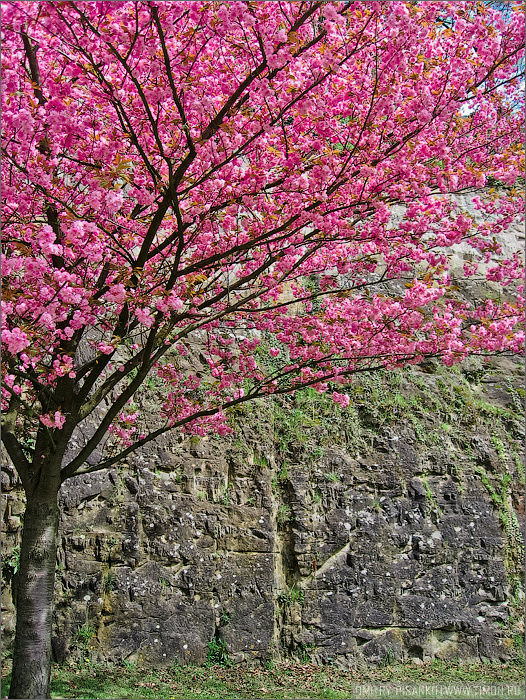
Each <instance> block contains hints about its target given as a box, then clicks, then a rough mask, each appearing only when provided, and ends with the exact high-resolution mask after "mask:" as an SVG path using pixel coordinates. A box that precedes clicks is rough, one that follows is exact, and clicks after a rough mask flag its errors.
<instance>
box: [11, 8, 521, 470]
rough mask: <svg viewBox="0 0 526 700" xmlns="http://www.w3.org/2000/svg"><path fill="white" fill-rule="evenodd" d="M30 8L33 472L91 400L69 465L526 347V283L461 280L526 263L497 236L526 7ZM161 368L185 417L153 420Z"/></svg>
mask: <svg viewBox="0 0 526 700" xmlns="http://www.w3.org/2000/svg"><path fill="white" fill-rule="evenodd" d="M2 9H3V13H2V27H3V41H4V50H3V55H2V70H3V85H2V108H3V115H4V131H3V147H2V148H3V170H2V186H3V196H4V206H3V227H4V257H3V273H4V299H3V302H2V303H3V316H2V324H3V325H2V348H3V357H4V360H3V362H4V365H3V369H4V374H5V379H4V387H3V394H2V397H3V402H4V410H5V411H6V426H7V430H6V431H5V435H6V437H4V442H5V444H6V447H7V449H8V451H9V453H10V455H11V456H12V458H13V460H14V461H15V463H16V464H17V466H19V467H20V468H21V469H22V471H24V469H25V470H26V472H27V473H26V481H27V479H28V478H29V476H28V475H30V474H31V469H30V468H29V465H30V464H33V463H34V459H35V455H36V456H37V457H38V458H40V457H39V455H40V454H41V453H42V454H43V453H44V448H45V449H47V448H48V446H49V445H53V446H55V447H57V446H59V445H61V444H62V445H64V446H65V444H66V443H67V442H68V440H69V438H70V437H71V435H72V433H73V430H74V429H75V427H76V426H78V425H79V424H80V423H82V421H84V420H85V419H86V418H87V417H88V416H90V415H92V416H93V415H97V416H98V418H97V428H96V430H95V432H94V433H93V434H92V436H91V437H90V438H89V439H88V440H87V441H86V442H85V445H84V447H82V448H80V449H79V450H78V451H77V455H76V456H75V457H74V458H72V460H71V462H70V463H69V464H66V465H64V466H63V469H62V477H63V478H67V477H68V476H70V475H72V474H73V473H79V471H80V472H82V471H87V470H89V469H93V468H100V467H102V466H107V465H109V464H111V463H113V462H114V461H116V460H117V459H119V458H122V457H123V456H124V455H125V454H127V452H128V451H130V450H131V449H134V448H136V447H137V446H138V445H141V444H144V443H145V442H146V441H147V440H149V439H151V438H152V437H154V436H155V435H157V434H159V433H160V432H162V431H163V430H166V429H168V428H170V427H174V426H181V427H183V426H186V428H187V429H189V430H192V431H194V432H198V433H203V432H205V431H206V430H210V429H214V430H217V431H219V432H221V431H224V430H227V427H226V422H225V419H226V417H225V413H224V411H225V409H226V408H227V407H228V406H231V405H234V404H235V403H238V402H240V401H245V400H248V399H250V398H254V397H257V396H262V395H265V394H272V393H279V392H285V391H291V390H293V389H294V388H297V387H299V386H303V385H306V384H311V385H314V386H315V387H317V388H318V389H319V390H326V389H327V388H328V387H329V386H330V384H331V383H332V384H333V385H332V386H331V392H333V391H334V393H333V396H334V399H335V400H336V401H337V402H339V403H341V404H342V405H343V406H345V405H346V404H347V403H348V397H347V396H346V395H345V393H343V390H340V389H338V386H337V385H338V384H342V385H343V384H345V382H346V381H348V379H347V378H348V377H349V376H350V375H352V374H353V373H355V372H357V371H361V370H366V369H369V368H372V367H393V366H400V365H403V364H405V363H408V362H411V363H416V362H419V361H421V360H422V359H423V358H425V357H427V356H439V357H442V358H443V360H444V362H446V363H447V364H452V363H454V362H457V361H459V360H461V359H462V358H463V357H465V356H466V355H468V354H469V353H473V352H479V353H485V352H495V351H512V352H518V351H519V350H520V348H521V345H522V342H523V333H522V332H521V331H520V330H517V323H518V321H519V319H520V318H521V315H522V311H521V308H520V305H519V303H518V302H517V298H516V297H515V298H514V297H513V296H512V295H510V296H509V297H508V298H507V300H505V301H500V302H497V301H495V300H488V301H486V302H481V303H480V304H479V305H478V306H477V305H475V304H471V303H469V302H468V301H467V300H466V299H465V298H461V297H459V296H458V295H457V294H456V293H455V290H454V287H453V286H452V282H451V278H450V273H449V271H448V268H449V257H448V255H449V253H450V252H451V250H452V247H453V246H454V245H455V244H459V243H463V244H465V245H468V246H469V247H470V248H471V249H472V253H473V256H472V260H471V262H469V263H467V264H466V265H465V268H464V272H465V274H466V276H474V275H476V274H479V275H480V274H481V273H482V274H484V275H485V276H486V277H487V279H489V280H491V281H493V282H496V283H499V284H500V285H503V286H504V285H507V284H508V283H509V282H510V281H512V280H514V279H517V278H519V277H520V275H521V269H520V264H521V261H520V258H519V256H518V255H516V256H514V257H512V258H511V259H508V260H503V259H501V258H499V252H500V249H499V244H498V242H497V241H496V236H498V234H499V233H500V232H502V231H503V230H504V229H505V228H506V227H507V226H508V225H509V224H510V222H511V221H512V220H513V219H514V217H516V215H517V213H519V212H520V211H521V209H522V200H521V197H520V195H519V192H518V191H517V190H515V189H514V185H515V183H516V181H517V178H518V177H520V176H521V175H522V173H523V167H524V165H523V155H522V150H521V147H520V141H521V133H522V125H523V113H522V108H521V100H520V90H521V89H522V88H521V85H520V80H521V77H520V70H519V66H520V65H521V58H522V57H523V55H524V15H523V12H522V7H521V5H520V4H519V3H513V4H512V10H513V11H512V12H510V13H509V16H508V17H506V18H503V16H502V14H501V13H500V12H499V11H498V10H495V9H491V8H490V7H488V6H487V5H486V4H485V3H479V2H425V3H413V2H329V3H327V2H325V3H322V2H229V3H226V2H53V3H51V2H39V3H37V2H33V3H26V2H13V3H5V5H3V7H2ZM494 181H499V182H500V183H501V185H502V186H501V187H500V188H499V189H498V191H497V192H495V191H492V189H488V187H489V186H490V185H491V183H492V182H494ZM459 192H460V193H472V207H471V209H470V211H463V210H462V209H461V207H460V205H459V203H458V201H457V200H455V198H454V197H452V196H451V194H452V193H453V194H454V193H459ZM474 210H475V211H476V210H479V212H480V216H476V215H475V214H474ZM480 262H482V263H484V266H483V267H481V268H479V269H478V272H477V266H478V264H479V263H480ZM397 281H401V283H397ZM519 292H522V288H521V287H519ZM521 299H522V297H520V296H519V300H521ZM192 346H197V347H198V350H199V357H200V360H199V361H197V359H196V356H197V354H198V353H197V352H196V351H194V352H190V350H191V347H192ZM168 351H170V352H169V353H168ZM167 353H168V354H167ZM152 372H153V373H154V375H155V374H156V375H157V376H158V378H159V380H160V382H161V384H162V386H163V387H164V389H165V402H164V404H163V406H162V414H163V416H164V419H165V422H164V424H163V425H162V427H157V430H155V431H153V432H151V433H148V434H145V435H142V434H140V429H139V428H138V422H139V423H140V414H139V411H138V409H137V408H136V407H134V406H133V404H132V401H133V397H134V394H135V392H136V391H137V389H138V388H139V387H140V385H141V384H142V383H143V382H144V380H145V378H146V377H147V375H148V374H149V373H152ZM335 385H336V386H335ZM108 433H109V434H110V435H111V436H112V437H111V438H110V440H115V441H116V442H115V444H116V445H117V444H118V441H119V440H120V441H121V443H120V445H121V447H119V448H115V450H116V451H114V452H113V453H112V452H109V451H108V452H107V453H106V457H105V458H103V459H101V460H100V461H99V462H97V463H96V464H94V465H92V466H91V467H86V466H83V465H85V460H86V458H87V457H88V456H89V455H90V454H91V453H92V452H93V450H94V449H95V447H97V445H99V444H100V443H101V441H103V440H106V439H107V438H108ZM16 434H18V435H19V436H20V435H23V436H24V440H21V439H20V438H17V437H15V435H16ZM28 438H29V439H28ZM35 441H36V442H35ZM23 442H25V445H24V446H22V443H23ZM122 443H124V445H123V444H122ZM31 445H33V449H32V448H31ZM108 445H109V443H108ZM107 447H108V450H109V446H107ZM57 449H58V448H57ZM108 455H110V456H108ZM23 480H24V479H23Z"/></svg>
......
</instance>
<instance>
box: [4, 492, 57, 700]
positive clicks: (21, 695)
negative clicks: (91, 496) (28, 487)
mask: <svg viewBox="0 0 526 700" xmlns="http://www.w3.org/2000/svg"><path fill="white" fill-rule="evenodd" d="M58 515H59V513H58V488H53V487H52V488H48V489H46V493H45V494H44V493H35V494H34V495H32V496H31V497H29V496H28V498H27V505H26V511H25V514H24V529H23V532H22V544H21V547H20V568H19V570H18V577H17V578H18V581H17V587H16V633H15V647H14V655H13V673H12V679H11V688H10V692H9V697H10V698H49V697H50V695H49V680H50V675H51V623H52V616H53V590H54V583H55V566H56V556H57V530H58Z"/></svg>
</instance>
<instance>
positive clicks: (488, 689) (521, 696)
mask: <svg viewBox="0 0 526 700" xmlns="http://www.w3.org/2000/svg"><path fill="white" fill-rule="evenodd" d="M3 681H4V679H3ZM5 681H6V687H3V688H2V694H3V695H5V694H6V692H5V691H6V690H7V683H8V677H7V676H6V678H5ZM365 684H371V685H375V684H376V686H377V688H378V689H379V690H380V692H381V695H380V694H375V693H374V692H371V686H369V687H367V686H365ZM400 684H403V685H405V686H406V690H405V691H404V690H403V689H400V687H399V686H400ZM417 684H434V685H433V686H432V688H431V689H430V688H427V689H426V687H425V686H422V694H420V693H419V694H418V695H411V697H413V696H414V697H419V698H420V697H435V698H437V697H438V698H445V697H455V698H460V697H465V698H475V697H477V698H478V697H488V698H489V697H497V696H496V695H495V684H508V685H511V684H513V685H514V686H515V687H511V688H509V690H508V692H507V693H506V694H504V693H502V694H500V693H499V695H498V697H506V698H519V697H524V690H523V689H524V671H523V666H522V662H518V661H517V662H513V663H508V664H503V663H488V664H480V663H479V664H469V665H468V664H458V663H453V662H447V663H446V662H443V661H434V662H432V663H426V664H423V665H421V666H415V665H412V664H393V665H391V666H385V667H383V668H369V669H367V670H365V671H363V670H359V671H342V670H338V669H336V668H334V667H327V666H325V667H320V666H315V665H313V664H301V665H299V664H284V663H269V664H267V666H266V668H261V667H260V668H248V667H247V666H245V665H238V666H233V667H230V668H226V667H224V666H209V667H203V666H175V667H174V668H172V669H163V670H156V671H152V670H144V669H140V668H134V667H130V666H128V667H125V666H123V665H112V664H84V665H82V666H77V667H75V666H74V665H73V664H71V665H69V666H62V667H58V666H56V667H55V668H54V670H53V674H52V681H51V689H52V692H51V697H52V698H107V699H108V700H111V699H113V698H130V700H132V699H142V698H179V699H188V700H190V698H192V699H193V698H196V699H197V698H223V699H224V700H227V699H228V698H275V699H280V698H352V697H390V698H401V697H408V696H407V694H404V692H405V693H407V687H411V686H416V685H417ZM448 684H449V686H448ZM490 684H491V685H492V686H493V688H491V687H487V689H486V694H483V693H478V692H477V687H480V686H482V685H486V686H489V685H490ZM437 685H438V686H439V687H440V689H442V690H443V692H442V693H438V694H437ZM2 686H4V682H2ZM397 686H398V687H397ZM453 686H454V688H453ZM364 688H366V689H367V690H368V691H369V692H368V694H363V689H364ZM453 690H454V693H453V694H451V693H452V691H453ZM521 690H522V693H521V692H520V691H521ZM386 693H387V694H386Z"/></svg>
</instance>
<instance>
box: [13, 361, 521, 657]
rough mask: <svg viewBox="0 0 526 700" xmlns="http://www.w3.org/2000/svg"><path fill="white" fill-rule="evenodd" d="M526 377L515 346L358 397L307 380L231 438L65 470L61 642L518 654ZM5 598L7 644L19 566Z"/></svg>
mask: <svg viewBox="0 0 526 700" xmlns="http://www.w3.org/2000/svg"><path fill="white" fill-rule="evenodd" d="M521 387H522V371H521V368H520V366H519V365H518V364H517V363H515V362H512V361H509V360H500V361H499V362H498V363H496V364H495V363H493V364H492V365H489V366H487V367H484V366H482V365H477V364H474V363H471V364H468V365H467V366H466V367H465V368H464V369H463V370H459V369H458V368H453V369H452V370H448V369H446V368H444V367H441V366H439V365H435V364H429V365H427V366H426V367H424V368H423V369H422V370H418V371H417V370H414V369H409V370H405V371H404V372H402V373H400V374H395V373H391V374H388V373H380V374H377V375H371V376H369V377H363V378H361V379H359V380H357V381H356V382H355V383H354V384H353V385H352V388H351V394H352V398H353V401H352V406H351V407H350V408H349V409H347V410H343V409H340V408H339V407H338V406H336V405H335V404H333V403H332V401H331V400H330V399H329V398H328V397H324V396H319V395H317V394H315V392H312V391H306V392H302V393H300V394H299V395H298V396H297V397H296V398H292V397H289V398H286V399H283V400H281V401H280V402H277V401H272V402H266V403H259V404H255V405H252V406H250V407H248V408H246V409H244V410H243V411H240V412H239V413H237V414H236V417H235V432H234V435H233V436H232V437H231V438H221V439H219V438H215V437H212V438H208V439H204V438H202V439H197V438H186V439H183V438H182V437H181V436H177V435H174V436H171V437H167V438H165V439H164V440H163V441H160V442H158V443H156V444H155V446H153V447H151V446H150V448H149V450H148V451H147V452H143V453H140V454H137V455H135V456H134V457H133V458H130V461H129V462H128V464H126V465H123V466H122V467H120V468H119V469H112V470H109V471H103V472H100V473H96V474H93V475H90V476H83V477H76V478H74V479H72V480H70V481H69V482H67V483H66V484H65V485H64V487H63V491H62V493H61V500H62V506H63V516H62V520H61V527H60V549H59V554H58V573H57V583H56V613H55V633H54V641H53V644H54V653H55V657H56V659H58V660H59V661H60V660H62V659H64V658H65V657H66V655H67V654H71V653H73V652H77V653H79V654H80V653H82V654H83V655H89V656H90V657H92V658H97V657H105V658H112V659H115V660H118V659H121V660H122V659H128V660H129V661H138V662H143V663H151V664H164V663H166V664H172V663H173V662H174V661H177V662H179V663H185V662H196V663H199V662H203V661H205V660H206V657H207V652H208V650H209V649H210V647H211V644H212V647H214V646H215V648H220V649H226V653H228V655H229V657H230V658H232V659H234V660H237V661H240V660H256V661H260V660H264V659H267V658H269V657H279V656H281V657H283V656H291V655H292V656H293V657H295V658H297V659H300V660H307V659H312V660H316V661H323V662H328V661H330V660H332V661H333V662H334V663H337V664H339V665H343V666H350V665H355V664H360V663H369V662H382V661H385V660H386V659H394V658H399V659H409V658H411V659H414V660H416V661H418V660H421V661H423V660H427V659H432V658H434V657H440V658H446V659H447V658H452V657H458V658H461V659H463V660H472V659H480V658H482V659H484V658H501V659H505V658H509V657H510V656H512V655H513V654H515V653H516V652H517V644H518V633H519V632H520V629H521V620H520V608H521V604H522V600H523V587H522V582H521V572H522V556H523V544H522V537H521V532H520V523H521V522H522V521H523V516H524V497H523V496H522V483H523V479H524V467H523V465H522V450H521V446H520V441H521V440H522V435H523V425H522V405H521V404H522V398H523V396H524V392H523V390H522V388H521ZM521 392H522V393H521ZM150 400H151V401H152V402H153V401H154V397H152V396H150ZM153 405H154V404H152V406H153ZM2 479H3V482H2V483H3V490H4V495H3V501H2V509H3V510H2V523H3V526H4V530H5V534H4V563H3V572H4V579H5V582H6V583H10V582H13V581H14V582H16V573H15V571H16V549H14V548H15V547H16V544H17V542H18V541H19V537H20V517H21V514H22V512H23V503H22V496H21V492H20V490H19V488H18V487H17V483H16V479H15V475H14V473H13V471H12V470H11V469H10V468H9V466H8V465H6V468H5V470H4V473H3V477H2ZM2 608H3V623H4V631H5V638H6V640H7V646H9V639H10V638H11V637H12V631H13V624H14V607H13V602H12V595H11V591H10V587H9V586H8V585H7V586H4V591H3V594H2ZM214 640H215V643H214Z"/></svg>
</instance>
......
> **What you should do**
Substitute "cues" for "hints" in the stretch from the row containing "Each <instance> block" through the row containing "8L33 472L91 400L69", and reproduce only those rows with everything else unchanged.

> **Response for this exercise**
Each <instance> block contains cues about its target given as a box, then clicks, then a rough mask, each appearing only when provided, and ends with the exact high-resolution mask after "mask:" as an SVG path using pixel coordinates. A box that precedes clicks is rough, one that follows is exact, and clicks after a rough mask flag its errors.
<instance>
box: [11, 8, 521, 470]
rough mask: <svg viewBox="0 0 526 700" xmlns="http://www.w3.org/2000/svg"><path fill="white" fill-rule="evenodd" d="M30 8L33 472L91 400L69 465L526 347V283L461 280L526 263L497 236L526 7ZM161 368L185 417L153 420Z"/></svg>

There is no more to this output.